Copy out every line in the data below that contains the word "women". Count a line only if its upper and lower case letters match.

══════════════════════════════

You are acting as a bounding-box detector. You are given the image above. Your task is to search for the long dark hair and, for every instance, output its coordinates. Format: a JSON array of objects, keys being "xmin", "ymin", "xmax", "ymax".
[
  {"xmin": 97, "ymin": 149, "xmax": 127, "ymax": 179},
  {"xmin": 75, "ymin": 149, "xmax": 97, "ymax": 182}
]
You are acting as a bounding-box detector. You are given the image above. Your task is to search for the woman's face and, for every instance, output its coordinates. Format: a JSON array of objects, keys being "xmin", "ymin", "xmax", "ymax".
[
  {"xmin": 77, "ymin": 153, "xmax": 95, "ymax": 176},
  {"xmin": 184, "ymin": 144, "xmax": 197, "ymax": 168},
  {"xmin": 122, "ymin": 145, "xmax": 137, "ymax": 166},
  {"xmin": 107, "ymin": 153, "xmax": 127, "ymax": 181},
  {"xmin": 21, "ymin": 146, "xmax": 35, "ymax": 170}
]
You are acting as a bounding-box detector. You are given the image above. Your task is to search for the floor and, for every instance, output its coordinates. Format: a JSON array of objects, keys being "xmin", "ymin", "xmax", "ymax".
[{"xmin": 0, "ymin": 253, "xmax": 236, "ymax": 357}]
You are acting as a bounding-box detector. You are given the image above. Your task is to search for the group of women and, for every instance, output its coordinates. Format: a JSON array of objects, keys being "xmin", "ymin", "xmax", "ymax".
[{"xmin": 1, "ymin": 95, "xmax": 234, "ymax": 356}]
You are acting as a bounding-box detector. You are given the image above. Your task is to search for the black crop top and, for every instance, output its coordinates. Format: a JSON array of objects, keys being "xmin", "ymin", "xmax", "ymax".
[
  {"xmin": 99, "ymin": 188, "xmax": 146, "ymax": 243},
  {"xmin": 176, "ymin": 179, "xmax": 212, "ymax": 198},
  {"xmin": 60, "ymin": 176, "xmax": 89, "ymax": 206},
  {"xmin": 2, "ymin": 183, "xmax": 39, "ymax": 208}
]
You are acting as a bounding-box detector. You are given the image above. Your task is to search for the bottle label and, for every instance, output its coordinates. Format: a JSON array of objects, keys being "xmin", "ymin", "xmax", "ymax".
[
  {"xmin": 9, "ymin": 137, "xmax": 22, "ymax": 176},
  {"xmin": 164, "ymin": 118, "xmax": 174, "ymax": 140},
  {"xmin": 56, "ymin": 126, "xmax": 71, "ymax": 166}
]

══════════════════════════════

*SOLUTION TO THE PROBLEM*:
You are acting as a bounding-box detector. You are given the image above. Your task is to search for the group of women and, for every instance, output its coordinates. Format: a JSON array of objects, keys being "xmin", "ymin", "xmax", "ymax".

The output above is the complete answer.